▶ **EXERCISE AIM**:
Select every line of the records that contains the string "positive".

[Stored data entries]
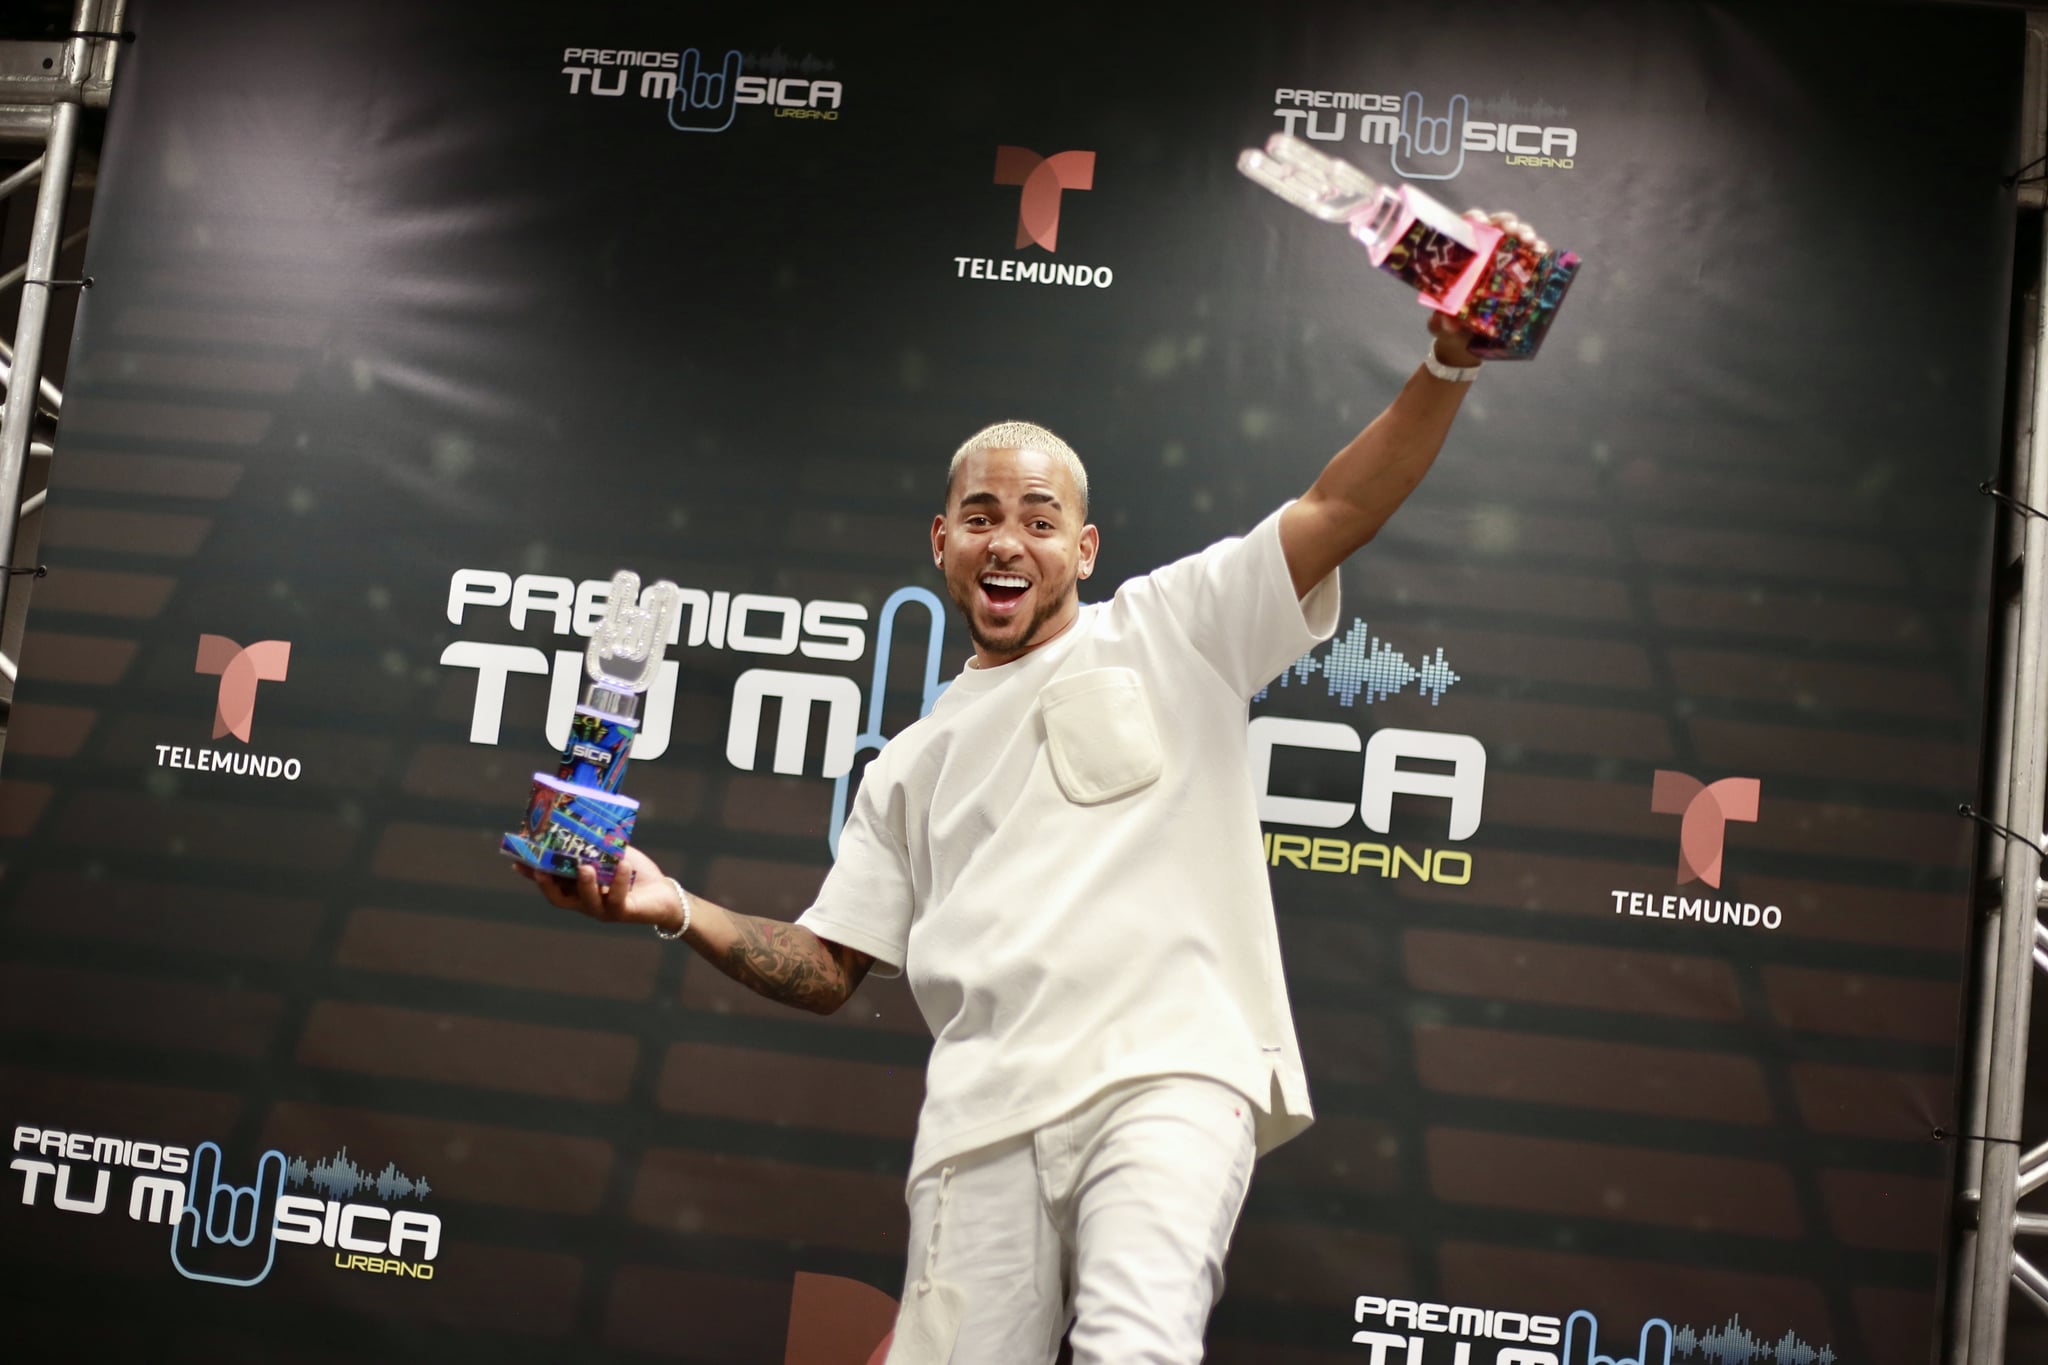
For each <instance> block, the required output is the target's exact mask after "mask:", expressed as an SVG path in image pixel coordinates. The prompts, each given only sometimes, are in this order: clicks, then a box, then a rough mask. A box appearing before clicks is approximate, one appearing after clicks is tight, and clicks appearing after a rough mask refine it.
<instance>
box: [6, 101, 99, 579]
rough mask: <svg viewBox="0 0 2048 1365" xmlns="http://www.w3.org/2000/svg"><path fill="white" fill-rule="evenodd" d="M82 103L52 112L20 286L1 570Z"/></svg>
mask: <svg viewBox="0 0 2048 1365" xmlns="http://www.w3.org/2000/svg"><path fill="white" fill-rule="evenodd" d="M80 113H82V111H80V106H78V102H76V100H70V102H59V104H53V106H51V111H49V141H47V143H45V147H43V180H41V184H37V192H35V223H33V227H31V229H29V262H27V272H25V276H23V282H20V317H18V321H16V323H14V366H12V372H10V375H8V403H6V413H4V415H0V565H6V567H10V565H12V563H14V528H16V524H18V520H20V481H23V475H25V473H27V469H29V436H31V432H33V428H35V407H37V403H35V397H37V387H39V385H37V381H39V379H41V377H43V332H45V329H47V325H49V291H51V289H53V284H51V278H53V276H55V268H57V248H59V244H61V241H63V201H66V199H68V196H70V192H72V153H74V151H76V149H78V115H80ZM10 589H12V575H10V573H8V575H0V618H4V616H6V600H8V598H10V596H12V591H10Z"/></svg>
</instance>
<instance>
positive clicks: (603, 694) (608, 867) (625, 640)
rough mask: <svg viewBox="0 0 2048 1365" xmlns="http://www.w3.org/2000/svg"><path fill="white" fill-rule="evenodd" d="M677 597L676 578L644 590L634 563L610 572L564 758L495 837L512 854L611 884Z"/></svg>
mask: <svg viewBox="0 0 2048 1365" xmlns="http://www.w3.org/2000/svg"><path fill="white" fill-rule="evenodd" d="M680 604H682V591H680V589H678V587H676V585H674V583H668V581H662V583H655V585H653V587H649V589H647V591H645V596H643V593H641V589H639V575H637V573H627V571H618V573H616V575H614V577H612V596H610V606H608V608H606V610H604V620H602V622H598V630H596V634H592V636H590V649H588V651H586V653H584V669H586V671H588V673H590V686H588V688H586V690H584V704H582V706H578V708H575V718H573V720H571V722H569V743H567V745H565V747H563V749H561V765H559V767H557V769H555V774H553V776H549V774H535V776H532V800H530V802H528V804H526V825H524V827H522V829H520V831H518V833H516V835H506V837H504V841H502V843H500V847H502V849H504V851H506V853H508V855H512V857H516V860H520V862H522V864H526V866H528V868H537V870H541V872H547V874H551V876H563V878H573V876H575V870H578V868H580V866H584V864H590V866H592V868H596V870H598V882H604V884H610V880H612V872H614V870H616V868H618V855H621V853H625V849H627V843H631V839H633V821H635V819H637V817H639V802H637V800H633V798H631V796H623V794H621V792H618V784H621V780H623V778H625V776H627V751H629V749H631V747H633V737H635V735H637V733H639V716H637V712H639V694H641V692H645V690H647V686H649V684H653V675H655V673H657V671H659V667H662V649H664V647H666V645H668V630H670V626H672V624H674V620H676V608H678V606H680Z"/></svg>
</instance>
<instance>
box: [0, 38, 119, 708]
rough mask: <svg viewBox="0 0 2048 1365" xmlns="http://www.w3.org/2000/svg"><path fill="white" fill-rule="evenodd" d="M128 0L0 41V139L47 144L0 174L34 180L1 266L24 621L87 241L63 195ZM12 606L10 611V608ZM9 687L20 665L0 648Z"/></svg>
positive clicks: (13, 540) (11, 502) (4, 601)
mask: <svg viewBox="0 0 2048 1365" xmlns="http://www.w3.org/2000/svg"><path fill="white" fill-rule="evenodd" d="M125 10H127V4H125V0H76V2H74V4H72V8H70V31H68V33H63V35H61V37H57V39H53V41H4V43H0V145H10V147H23V145H25V147H37V145H39V147H41V153H39V156H35V158H33V160H31V162H29V164H27V166H23V168H20V170H16V172H12V174H8V176H6V178H0V203H6V201H8V199H12V196H14V194H18V192H25V190H29V186H35V215H33V221H31V229H29V256H27V260H23V262H20V264H16V266H14V268H12V270H4V272H0V291H6V289H14V287H16V284H18V287H20V311H18V315H16V319H14V332H12V338H8V340H0V389H4V391H6V403H4V407H0V565H4V567H8V573H0V620H18V616H20V610H18V606H16V604H14V591H12V581H14V571H12V565H14V546H16V536H18V530H20V520H23V518H25V516H33V514H35V512H39V510H41V505H43V493H35V495H33V497H27V499H25V497H23V483H25V477H27V473H29V460H31V458H37V456H41V458H47V456H49V454H51V440H53V436H55V422H57V415H59V411H61V409H63V393H61V391H59V389H57V385H53V383H51V381H49V379H47V377H45V375H43V352H45V344H47V342H49V303H51V291H57V289H68V287H76V284H78V280H57V278H55V264H57V258H59V256H61V254H63V252H66V250H68V248H72V246H76V244H78V241H82V239H84V235H86V233H84V229H78V231H74V233H72V235H70V237H66V235H63V213H66V201H68V199H70V192H72V168H74V162H76V151H78V127H80V119H82V115H84V111H86V108H104V106H106V100H109V96H111V92H113V76H115V55H117V51H119V47H121V37H119V35H121V20H123V14H125ZM10 608H12V610H10ZM0 675H4V677H6V684H8V690H12V681H14V661H12V659H10V657H8V655H6V653H4V651H0Z"/></svg>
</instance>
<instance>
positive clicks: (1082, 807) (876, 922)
mask: <svg viewBox="0 0 2048 1365" xmlns="http://www.w3.org/2000/svg"><path fill="white" fill-rule="evenodd" d="M1335 626H1337V577H1335V575H1329V577H1327V579H1323V581H1321V583H1317V585H1315V589H1313V591H1311V593H1309V596H1307V598H1303V600H1298V602H1296V598H1294V585H1292V579H1290V577H1288V569H1286V559H1284V557H1282V553H1280V514H1278V512H1276V514H1274V516H1270V518H1266V520H1264V522H1262V524H1260V526H1257V528H1255V530H1253V532H1251V534H1249V536H1245V538H1243V540H1223V542H1219V544H1212V546H1210V548H1206V551H1202V553H1200V555H1194V557H1190V559H1182V561H1180V563H1174V565H1167V567H1163V569H1157V571H1155V573H1149V575H1145V577H1139V579H1130V581H1128V583H1124V585H1122V587H1118V589H1116V598H1114V600H1112V602H1108V604H1096V606H1085V608H1081V616H1079V620H1075V624H1073V626H1069V628H1067V630H1065V632H1063V634H1061V636H1059V639H1055V641H1053V643H1049V645H1042V647H1038V649H1034V651H1030V653H1028V655H1024V657H1022V659H1016V661H1012V663H1006V665H1001V667H993V669H975V667H969V669H965V671H963V673H961V675H958V679H954V684H952V686H950V688H948V690H946V692H944V694H942V696H940V698H938V702H936V704H934V706H932V712H930V714H928V716H924V718H922V720H918V722H915V724H911V726H907V729H905V731H903V733H901V735H897V737H895V739H891V741H889V743H887V745H885V747H883V751H881V753H879V755H877V757H874V761H872V763H870V765H868V772H866V776H864V778H862V782H860V792H858V796H856V800H854V808H852V812H850V817H848V821H846V829H844V831H842V833H840V855H838V862H836V864H834V868H831V872H829V874H827V876H825V884H823V888H821V890H819V894H817V902H815V905H813V907H811V909H809V911H805V913H803V917H801V919H799V921H797V923H801V925H805V927H809V929H811V931H813V933H817V935H819V937H823V939H831V941H836V943H846V945H848V948H858V950H860V952H864V954H868V956H872V958H874V960H877V962H879V964H885V966H889V968H901V970H905V972H907V974H909V984H911V993H913V995H915V997H918V1009H920V1011H922V1013H924V1019H926V1023H928V1025H930V1029H932V1038H934V1046H932V1064H930V1072H928V1076H926V1097H924V1111H922V1113H920V1117H918V1146H915V1152H913V1156H911V1173H909V1175H911V1179H915V1177H918V1175H922V1173H924V1171H928V1169H932V1166H936V1164H940V1162H944V1160H948V1158H952V1156H958V1154H961V1152H971V1150H975V1148H979V1146H987V1144H991V1142H999V1140H1004V1138H1014V1136H1018V1134H1024V1132H1032V1130H1036V1128H1040V1126H1042V1124H1049V1121H1053V1119H1057V1117H1061V1115H1063V1113H1067V1111H1071V1109H1075V1107H1079V1105H1081V1103H1085V1101H1087V1099H1090V1097H1094V1095H1096V1093H1098V1091H1102V1087H1106V1085H1114V1083H1118V1081H1130V1078H1137V1076H1157V1074H1196V1076H1210V1078H1214V1081H1221V1083H1223V1085H1229V1087H1233V1089H1235V1091H1239V1093H1241V1095H1245V1097H1247V1099H1249V1101H1251V1103H1253V1105H1255V1109H1257V1117H1260V1121H1257V1146H1260V1152H1266V1150H1270V1148H1274V1146H1278V1144H1280V1142H1286V1140H1288V1138H1292V1136H1294V1134H1298V1132H1300V1130H1303V1128H1307V1126H1309V1121H1311V1117H1313V1115H1311V1109H1309V1083H1307V1078H1305V1074H1303V1066H1300V1050H1298V1046H1296V1042H1294V1019H1292V1013H1290V1011H1288V1001H1286V984H1284V980H1282V976H1280V937H1278V931H1276V927H1274V909H1272V890H1270V884H1268V876H1266V862H1264V855H1262V843H1260V819H1257V808H1255V804H1253V792H1251V774H1249V761H1247V753H1245V722H1247V706H1249V698H1251V694H1253V692H1257V690H1260V688H1264V686H1266V684H1268V681H1272V677H1274V675H1276V673H1278V671H1280V669H1284V667H1286V665H1288V663H1290V661H1294V659H1296V657H1300V655H1303V653H1305V651H1307V649H1311V647H1313V645H1315V643H1317V641H1325V639H1329V634H1331V632H1333V630H1335Z"/></svg>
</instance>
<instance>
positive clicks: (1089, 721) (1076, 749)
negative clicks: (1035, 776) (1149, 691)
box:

▶ **SOLVED PROBLEM**:
positive clicks: (603, 694) (608, 867) (625, 640)
positive clicks: (13, 540) (11, 502) (4, 601)
positive clicks: (1082, 807) (876, 922)
positive clicks: (1089, 721) (1076, 749)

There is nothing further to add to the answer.